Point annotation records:
*-*-*
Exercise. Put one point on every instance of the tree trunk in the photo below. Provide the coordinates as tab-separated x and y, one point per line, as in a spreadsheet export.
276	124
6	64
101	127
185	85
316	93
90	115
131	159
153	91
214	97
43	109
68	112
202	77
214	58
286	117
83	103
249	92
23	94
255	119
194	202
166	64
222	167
*-*-*
WRITTEN EXERCISE: Arrange the records above as a two-column CSV with the header input,output. Give one row per record, with its text under input and its answer under output, and put each field in double quotes with line breaks replaced by spaces.

EXPECTED ANSWER:
input,output
"Exercise. Put one point on every instance of the tree trunk in the photo below. Provide the coordinates as tab-separated x and y, one point per line, as in a spreadsheet export.","276	124 6	64 101	127 185	85 316	93 90	115 131	159 153	91 214	97 43	109 68	112 202	77 214	58 286	117 83	103 249	92 23	94 255	119 194	202 166	64 222	167"